*** Record extracts Section Begins ***
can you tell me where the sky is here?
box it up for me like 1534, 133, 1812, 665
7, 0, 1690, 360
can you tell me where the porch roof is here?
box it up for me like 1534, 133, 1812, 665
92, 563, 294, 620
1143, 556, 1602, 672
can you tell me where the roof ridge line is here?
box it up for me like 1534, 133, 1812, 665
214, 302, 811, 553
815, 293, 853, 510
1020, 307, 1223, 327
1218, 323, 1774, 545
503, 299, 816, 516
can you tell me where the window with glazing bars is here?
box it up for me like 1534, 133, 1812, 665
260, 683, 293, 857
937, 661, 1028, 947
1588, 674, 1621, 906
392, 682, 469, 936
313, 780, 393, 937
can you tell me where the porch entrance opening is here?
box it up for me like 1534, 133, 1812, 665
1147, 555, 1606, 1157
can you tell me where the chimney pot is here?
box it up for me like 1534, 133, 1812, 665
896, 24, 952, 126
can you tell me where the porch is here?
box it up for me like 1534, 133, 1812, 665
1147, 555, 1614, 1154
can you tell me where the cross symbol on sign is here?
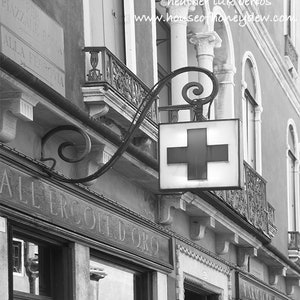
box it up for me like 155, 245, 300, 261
167, 128, 229, 180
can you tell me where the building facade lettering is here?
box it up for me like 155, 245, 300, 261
0, 161, 171, 266
238, 275, 290, 300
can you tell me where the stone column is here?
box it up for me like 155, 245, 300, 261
0, 217, 8, 300
189, 32, 221, 119
73, 243, 90, 300
160, 0, 196, 122
214, 64, 236, 119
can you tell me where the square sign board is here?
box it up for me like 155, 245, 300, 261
159, 119, 242, 191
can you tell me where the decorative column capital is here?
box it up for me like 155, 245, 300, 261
90, 267, 107, 281
189, 32, 222, 56
160, 0, 196, 24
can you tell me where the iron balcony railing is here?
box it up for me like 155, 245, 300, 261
285, 35, 298, 72
288, 231, 300, 251
213, 161, 277, 238
83, 46, 157, 124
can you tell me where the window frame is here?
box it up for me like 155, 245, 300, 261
287, 122, 300, 232
12, 238, 25, 277
244, 88, 258, 169
184, 276, 223, 300
241, 52, 262, 174
8, 223, 72, 300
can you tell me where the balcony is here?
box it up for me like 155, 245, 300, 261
82, 47, 157, 127
212, 161, 277, 239
285, 35, 298, 72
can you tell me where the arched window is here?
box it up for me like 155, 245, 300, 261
287, 121, 299, 231
212, 6, 235, 119
241, 52, 262, 173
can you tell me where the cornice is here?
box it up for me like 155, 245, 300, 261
176, 243, 231, 276
232, 1, 300, 116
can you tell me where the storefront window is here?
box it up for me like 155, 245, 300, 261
11, 229, 70, 300
90, 257, 151, 300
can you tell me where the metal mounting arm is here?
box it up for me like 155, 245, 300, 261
40, 66, 218, 183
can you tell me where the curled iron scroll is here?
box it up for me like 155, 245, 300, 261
39, 67, 218, 183
41, 125, 91, 170
181, 69, 219, 120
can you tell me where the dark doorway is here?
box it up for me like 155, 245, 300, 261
185, 281, 220, 300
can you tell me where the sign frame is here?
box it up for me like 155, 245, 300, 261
158, 118, 243, 192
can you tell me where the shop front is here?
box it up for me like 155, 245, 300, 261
0, 145, 173, 300
237, 273, 291, 300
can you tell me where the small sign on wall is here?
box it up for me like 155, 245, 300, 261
159, 119, 242, 191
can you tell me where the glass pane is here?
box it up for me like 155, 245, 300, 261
13, 239, 23, 274
247, 100, 255, 168
90, 258, 135, 300
13, 236, 52, 297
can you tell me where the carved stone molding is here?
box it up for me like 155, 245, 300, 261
159, 193, 193, 225
190, 216, 215, 240
0, 110, 18, 143
286, 277, 300, 295
82, 85, 157, 141
269, 267, 286, 286
176, 243, 230, 300
82, 86, 110, 119
216, 233, 239, 255
237, 247, 258, 268
0, 92, 38, 143
76, 144, 112, 186
177, 244, 231, 276
189, 32, 222, 57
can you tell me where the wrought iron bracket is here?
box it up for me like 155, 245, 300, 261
40, 66, 218, 183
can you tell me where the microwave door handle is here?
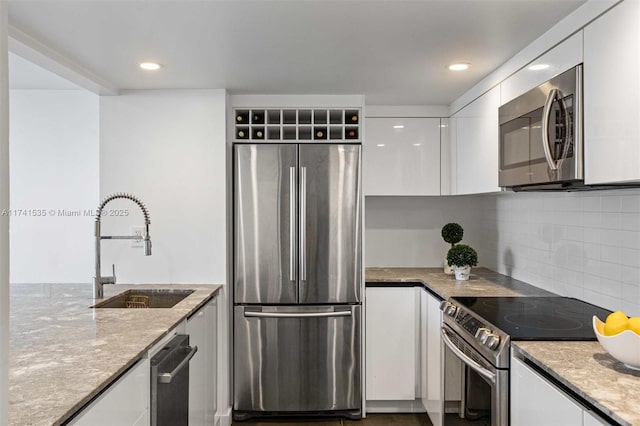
*** Record extracts Section Ends ***
From the first line to the last, copy the records exactly and skip the pictures.

■ Output below
can you tell me where the sky is here?
box it up for me like 1534, 133, 1812, 665
7, 0, 1690, 360
can you tell me where the porch roof is here?
box it up for me like 1534, 133, 1812, 665
92, 563, 294, 620
1143, 556, 1602, 672
can you tell me where the roof ridge line is here?
box it up for me like 1534, 133, 1812, 665
214, 302, 811, 553
815, 293, 853, 510
1020, 307, 1223, 327
1218, 323, 1774, 545
503, 299, 816, 516
can you tell me where the window with glazing bars is here?
box it up for me like 1534, 133, 1812, 665
260, 683, 293, 857
937, 661, 1028, 947
1588, 674, 1621, 906
392, 682, 469, 936
313, 780, 393, 937
can you tell me where the porch entrance opening is here?
box it up for me like 1534, 133, 1812, 665
1147, 555, 1606, 1157
can you tell me where the chimney pot is here?
box it up for me like 1534, 133, 1812, 665
896, 24, 952, 126
can you tell me where the porch is here?
box it up for me like 1534, 133, 1812, 665
1147, 555, 1614, 1154
can you tell me where the cross symbol on sign is here?
box it up for me like 155, 245, 300, 261
167, 128, 229, 180
can you tell me where the building facade lettering is here?
box it up for me like 155, 245, 300, 261
0, 161, 171, 266
238, 275, 290, 300
can you tell me where the stone column is here?
box it up for me like 155, 245, 300, 261
0, 217, 8, 300
189, 32, 221, 119
73, 243, 90, 300
160, 0, 196, 122
214, 64, 236, 119
can you tell me where the square sign board is here?
box it up for me like 155, 245, 300, 261
159, 119, 242, 191
can you tell me where the decorative column capital is here?
box it up for me like 155, 245, 300, 261
90, 267, 107, 281
189, 32, 222, 56
160, 0, 196, 24
can you tell me where the iron balcony railing is here?
box it up for me like 155, 245, 300, 261
285, 35, 298, 72
288, 231, 300, 251
213, 161, 277, 238
83, 46, 157, 124
can you tell me where the window frame is here?
box it up for me like 155, 245, 300, 261
287, 122, 300, 232
12, 238, 25, 277
244, 88, 258, 169
184, 276, 223, 300
241, 52, 262, 174
8, 223, 72, 300
can you tell me where the balcony is here?
box it up for me like 155, 245, 300, 261
82, 47, 157, 127
212, 161, 277, 239
285, 35, 298, 72
can you tell me where the arched window is here?
box it up for me like 155, 245, 300, 261
287, 121, 299, 231
212, 6, 235, 119
241, 52, 262, 173
can you tell me where the cornice is here?
box it up for me like 155, 245, 300, 261
176, 243, 231, 276
232, 1, 300, 116
can you tell me where the storefront window is here?
box it up for me like 155, 245, 300, 261
11, 229, 70, 300
90, 257, 151, 300
can you tell me where the metal mounting arm is here?
box it up for me like 155, 245, 300, 261
40, 66, 218, 183
can you tell me where the curled iron scroll is here?
box it up for me like 155, 245, 300, 261
39, 67, 218, 183
41, 125, 91, 170
181, 69, 219, 120
can you tell me where the dark doorway is here?
box it up for me like 155, 245, 300, 261
185, 281, 220, 300
can you tell me where the sign frame is here?
box it up for me like 155, 245, 300, 261
158, 118, 243, 192
can you tell me where the shop front is here?
box it up for me like 155, 245, 300, 261
0, 145, 173, 300
237, 273, 291, 300
can you tell me where the small sign on wall is here?
box it up for me like 155, 245, 300, 261
159, 119, 242, 191
can you tell me where the glass pane is here?
box it up for me like 155, 245, 300, 261
13, 239, 23, 274
247, 100, 255, 168
90, 258, 135, 300
13, 236, 52, 297
can you tell me where the carved stone molding is here?
box it up for me like 155, 245, 300, 261
159, 193, 193, 225
190, 216, 215, 240
0, 110, 18, 143
286, 277, 300, 295
82, 85, 157, 141
269, 267, 286, 286
176, 243, 230, 300
82, 86, 110, 119
216, 233, 239, 255
237, 247, 258, 268
0, 92, 38, 143
76, 144, 112, 186
177, 244, 231, 276
189, 32, 222, 57
can you tell me where the wrought iron bracket is here?
box it up for me like 155, 245, 300, 261
40, 66, 218, 183
can you tell me where the microwave door handle is here?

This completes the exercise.